Passage provided:
..........

The hardware half fills a standard rack and needs no special cooling.

HPE expects to be able to scale this prototype to an exabyte-scale single-memory machine. Beyond that, HPE hopes to scale to an almost limitless memory pool of 4,096 yottabytes, which is two hundred and fifty thousand times the size of the existing digital universe.

Bresniker said: “When I joined HP in 1989 we did it all – we built our own chips and even had our own database software. You can’t be that vertically integrated any more, this is a conversation we’re having with the whole industry.”

The Machine will not ship as a product but will influence HPE’s, and other companies, future hardware strategy.

Bresniker said its appearance in enterprise data centres depends on the supply chain, on silicon development, on the agreement of specifications and on the speed of software development.

He expects scientific high performance computing in universities to be an early adopter partly because it is currently at the limits of computing infrastructure and is able to accept the risk profile and the need for code to be optimised.

..........

Data provided:
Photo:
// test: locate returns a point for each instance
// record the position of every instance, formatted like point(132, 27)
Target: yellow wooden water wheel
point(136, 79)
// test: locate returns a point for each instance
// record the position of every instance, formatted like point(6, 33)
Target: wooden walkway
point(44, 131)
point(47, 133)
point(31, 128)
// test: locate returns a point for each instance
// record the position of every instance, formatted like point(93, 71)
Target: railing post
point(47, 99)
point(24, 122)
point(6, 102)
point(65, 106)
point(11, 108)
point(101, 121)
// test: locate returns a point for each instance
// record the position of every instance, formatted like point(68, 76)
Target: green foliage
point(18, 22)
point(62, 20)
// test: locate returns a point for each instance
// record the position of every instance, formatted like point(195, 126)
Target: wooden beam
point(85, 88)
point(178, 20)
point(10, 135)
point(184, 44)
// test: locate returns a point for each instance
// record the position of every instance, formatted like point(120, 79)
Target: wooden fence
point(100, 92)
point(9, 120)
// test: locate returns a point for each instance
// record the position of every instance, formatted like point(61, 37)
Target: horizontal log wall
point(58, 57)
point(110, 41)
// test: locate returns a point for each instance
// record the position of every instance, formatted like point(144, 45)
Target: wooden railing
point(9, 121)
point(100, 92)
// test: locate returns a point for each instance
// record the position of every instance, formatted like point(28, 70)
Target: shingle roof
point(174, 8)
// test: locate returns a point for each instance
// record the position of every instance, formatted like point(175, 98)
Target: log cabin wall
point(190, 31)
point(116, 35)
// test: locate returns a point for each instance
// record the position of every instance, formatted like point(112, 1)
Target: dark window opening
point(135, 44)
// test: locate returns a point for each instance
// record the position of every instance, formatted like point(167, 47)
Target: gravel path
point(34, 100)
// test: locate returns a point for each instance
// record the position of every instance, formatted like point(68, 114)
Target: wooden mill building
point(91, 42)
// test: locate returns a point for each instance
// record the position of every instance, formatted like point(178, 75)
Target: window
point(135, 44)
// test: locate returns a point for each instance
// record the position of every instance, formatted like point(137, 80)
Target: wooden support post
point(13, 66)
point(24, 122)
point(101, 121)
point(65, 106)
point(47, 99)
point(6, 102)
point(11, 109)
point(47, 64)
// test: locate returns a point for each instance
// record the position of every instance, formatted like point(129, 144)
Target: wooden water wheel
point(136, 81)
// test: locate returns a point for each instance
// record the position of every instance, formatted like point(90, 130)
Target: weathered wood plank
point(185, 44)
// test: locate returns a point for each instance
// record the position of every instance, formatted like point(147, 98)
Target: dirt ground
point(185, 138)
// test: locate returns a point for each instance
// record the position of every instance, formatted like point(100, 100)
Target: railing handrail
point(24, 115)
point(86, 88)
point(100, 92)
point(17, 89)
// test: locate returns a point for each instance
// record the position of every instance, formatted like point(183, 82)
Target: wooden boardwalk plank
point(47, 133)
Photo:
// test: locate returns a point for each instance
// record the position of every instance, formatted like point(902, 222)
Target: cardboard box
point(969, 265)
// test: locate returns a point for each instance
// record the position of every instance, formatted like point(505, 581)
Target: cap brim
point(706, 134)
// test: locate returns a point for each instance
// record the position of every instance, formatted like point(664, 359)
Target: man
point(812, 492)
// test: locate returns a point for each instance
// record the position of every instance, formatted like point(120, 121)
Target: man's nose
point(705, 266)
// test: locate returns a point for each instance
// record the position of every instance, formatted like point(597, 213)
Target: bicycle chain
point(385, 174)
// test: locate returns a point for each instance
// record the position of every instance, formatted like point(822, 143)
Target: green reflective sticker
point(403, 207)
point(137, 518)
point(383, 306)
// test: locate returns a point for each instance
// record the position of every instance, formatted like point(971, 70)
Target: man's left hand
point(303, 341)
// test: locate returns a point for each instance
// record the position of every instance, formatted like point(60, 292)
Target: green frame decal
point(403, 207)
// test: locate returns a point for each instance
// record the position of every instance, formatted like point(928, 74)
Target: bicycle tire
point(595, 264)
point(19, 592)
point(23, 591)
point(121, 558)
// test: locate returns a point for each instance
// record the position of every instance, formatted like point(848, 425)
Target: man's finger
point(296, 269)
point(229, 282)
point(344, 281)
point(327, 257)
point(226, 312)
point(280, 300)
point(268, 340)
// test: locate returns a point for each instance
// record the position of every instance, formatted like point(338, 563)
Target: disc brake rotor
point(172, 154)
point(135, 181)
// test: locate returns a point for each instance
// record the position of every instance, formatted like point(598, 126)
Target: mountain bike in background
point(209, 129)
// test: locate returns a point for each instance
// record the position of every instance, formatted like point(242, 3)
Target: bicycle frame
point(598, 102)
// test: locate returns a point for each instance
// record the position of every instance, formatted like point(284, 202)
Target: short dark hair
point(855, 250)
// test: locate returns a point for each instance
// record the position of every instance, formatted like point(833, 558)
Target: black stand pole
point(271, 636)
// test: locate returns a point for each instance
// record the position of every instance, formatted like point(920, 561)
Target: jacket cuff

..........

Tasks for this exercise:
1. Pick out every line of the listing that contains the word "water", matching its case exactly.
2. Carry on the passage about HPE's Machine prototype from the point where it stops.

Final answers:
1.
Target: yellow wooden water wheel
Target: wooden water wheel

2.
Currently, the prototype runs a programme which analyses huge data log files looking for signs of advanced persistent threats.

Bresniker said the company is committed to genuinely operating in the open and collaborating with the open source community. He said the platform provides an opportunity to exploit existing software skills but also to look at problems in entirely new ways.

Software development has always been limited but also directed by Moore’s Law – chip design and software upgrades have followed the same path. If memory-centred computing becomes the norm then we will need to think about software development in completely different ways.